### Instructions to follow
The output is the line holding "opening, one point per instance." and all lines after it to the end of the records below; restate them unchanged and add nothing.

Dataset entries
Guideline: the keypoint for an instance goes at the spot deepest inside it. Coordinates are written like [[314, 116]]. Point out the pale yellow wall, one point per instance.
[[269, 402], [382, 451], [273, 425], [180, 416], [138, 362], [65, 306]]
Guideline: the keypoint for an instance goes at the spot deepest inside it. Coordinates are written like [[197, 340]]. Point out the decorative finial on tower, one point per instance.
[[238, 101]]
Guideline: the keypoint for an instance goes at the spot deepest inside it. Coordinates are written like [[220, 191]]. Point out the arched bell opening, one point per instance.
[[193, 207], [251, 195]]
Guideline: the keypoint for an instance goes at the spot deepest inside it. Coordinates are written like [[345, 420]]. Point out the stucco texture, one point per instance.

### Response area
Guideline: the keypoint for an instance goes at the spot deepest inside it. Coordinates are written like [[220, 191]]. Point out the arched bell opening, one point per instance.
[[193, 207], [251, 195]]
Guideline: the keypoint for an instance goes at the spot deepest inside it. Coordinates are written like [[345, 420]]. Point out the stucco texture, one point per instance.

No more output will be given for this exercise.